- **Selection**:
_ _ _ _ _ _ _

Youngblood v. Amrhein
This text of 216 A.D.2d 475 (Youngblood v. Amrhein) is published on Counsel Stack Legal Research, covering Appellate Division of the Supreme Court of the State of New York primary law. Counsel Stack provides free access to over 12 million legal documents including statutes, case law, regulations, and constitutions.
Opinion
In a proceeding pursuant to Family Court Act article 5 to obtain visitation, the petitioner father appeals from an order of the Family Court, Queens County (Gage, J.), dated August 12,1993, which denied the petition.
Ordered that the order is reversed, on the law, without costs or disbursements, and the matter is remitted to the Family Court, Queens County, for further proceedings in accordance herewith.

_ _ _ _ _ _ _

- **Dataset records**:
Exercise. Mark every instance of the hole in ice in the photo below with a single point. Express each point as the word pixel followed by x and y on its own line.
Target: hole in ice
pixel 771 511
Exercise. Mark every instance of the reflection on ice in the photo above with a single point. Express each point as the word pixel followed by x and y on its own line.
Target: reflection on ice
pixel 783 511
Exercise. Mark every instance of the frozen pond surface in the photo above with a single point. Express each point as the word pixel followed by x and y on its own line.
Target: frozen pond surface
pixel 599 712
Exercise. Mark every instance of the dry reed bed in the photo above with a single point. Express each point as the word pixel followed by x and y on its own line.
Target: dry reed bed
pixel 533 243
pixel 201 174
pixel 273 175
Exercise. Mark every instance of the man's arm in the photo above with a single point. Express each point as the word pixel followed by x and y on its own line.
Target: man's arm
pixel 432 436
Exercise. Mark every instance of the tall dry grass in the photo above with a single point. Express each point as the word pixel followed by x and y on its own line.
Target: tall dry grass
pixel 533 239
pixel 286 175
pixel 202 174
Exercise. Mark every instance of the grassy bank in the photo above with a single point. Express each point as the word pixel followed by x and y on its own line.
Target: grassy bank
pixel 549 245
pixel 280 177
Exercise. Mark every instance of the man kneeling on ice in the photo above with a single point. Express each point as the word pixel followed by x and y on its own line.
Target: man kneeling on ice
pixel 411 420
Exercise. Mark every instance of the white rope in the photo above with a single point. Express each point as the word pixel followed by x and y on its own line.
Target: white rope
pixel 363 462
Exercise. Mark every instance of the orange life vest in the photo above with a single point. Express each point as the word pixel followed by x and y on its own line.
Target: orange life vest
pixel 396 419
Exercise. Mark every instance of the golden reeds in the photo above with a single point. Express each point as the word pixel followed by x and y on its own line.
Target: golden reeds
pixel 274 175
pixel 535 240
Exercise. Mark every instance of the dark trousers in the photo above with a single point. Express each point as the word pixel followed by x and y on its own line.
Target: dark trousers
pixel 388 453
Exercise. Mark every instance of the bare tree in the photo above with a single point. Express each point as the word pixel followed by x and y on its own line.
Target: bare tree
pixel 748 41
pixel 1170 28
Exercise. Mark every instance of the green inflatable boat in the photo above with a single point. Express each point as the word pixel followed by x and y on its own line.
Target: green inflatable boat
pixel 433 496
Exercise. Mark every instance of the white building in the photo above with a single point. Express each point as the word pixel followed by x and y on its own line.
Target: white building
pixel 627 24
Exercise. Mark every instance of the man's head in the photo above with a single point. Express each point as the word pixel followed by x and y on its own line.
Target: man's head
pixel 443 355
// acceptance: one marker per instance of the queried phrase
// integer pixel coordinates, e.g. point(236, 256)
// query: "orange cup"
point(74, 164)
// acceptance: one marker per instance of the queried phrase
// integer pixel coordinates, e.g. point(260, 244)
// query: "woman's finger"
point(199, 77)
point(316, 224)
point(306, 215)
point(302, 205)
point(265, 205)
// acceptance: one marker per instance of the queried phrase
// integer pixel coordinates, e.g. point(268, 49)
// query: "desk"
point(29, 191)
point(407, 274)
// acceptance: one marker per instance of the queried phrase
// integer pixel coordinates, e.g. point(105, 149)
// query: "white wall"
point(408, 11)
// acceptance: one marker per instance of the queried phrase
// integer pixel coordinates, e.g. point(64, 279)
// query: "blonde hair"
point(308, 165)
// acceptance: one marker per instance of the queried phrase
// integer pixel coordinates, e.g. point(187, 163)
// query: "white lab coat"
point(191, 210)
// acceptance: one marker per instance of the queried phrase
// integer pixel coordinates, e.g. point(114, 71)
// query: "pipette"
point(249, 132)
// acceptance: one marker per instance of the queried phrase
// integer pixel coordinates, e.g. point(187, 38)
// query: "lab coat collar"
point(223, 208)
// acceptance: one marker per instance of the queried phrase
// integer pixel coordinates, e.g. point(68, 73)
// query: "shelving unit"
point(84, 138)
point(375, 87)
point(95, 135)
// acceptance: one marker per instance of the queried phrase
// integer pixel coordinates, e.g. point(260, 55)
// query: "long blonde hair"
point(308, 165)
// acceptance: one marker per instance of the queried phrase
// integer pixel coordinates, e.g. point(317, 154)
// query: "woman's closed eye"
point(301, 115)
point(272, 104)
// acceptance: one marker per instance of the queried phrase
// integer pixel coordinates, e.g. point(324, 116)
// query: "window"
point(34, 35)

_ _ _ _ _ _ _

- **Aim**:
Answer from the Youngblood v. Amrhein page:
(a) How many legal documents does Counsel Stack provide free access to?
(b) Under what statute was the visitation proceeding brought?
(c) Besides being reversed, what happened to the matter?
The entries have no connection to the Youngblood v. Amrhein page.

- **Output**:
(a) Over 12 million.
(b) Family Court Act article 5.
(c) It was remitted to the Family Court, Queens County, for further proceedings.